**Document text:**
# Fast median calculation method 

J. Cadenas, G. M. Megson, R. S. Sherratt and P. Huerta

The ever increasing demand for high image quality requires fast and efficient methods for noise reduction. The best known order-statistics filter is the median filter. A method is presented to calculate the median on a set of $N W$-bit integers in $W / B$ time steps. Blocks containing $B$-bit slices are used to find $B$-bits of the median; using a novel quantum-like representation allowing the median to be computed in an accelerated manner compared to the best known method ( $W$ time steps). The general method allows a variety of designs to be synthesised systematically. A further novel architecture to calculate the median for a moving set of $N$ integers is also discussed.

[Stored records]
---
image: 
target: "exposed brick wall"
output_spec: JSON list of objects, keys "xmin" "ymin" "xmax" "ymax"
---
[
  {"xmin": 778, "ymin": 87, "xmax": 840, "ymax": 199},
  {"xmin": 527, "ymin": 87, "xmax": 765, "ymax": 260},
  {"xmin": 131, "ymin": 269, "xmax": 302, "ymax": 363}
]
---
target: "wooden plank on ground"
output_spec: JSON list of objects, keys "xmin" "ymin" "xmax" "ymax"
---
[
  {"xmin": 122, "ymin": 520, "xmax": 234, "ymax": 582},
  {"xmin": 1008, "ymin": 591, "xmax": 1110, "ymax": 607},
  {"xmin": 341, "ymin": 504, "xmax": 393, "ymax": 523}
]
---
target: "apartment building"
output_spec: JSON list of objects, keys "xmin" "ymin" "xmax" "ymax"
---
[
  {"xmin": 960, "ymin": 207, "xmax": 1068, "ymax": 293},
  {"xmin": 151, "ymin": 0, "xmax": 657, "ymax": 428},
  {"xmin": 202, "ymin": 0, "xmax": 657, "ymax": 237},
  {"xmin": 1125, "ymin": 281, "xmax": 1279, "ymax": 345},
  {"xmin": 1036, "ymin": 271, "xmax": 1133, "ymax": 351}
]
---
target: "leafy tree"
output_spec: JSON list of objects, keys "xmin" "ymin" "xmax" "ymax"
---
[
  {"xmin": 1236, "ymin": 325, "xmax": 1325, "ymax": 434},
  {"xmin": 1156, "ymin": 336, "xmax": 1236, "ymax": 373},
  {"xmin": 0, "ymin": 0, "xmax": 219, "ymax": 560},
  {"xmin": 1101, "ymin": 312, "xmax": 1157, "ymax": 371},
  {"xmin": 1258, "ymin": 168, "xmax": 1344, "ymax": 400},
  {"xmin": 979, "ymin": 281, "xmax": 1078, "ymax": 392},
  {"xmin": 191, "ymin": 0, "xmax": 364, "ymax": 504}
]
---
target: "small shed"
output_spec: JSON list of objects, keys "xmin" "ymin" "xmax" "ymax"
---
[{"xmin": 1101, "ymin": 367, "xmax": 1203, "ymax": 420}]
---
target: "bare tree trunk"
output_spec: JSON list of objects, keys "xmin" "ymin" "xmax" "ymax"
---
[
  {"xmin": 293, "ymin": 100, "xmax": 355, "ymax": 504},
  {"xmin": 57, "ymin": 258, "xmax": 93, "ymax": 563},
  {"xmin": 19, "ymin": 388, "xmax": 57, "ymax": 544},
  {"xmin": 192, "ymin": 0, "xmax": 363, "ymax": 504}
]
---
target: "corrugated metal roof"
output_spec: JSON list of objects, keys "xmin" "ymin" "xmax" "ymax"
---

**Exercise set:**
A) Repeat everything in the median calculation abstract from "J. Cadenas, G." down to "is also discussed.".
B) Write the next part of the median calculation abstract, starting after its last sentence.
The stored listing is separate material and does not belong to the median calculation abstract.

**Answers in order:**
A)
J. Cadenas, G. M. Megson, R. S. Sherratt and P. Huerta

The ever increasing demand for high image quality requires fast and efficient methods for noise reduction. The best known order-statistics filter is the median filter. A method is presented to calculate the median on a set of $N W$-bit integers in $W / B$ time steps. Blocks containing $B$-bit slices are used to find $B$-bits of the median; using a novel quantum-like representation allowing the median to be computed in an accelerated manner compared to the best known method ( $W$ time steps). The general method allows a variety of designs to be synthesised systematically. A further novel architecture to calculate the median for a moving set of $N$ integers is also discussed.

B)
Introduction: The median filter is the most common non-linear spatial filter known for its excellent noise-reduction capability in smoothing of images [1]. It also finds applications broadly in digital signal processing analysis [2]. The median, $M$, on a set of integers is such that half the integers in the set are less or equal to $M$, and half are greater or equal to $M$. Without loss of generality, an odd number of integers in the set, $N=2 k+1$, is most practical; this is maintained throughout this Letter. If the integers were sorted, the median is the integer in the middle location.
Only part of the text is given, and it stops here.